-------- Data listing --------

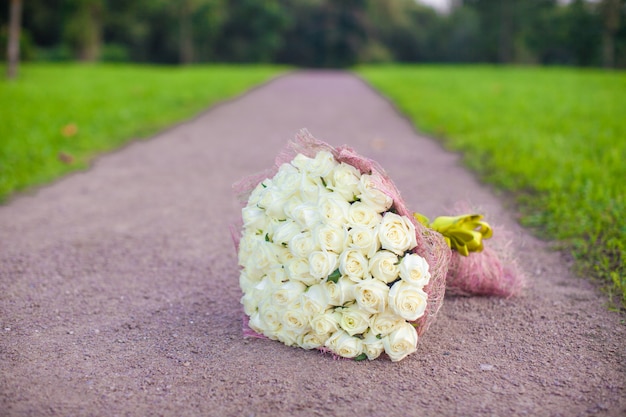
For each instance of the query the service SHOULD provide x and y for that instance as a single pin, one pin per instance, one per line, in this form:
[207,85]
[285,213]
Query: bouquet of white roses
[332,259]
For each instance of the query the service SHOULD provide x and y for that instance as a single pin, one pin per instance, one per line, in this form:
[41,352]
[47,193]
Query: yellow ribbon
[464,233]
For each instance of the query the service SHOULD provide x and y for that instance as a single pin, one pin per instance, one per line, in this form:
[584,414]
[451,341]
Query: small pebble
[486,367]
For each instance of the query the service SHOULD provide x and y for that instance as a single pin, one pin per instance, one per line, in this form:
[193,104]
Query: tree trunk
[505,47]
[13,45]
[610,11]
[186,33]
[93,38]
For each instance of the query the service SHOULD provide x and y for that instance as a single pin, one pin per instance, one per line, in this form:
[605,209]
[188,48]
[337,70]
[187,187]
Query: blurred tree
[13,44]
[251,31]
[610,10]
[324,33]
[83,28]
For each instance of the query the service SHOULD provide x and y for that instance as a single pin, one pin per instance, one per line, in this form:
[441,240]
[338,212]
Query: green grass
[56,117]
[554,137]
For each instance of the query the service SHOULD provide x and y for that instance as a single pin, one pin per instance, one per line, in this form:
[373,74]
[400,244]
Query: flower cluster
[327,264]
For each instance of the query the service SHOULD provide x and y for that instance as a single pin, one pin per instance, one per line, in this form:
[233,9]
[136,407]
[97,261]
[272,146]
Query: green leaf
[334,277]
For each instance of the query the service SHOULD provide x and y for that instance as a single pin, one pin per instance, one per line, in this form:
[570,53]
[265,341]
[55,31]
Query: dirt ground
[119,286]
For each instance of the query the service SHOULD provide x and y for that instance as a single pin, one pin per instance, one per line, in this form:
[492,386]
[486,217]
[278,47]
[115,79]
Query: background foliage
[324,33]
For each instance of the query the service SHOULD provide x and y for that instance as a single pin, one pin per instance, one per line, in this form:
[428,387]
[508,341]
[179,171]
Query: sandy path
[119,287]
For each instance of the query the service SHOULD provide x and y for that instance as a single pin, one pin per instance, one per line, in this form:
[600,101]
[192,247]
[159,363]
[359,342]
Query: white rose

--------

• Written instruction: Pick out every line of the records that contains the word "white" with the same capitalization, and copy each of those lines in full.

• Correct response:
Query: bouquet of white roses
Query: white rose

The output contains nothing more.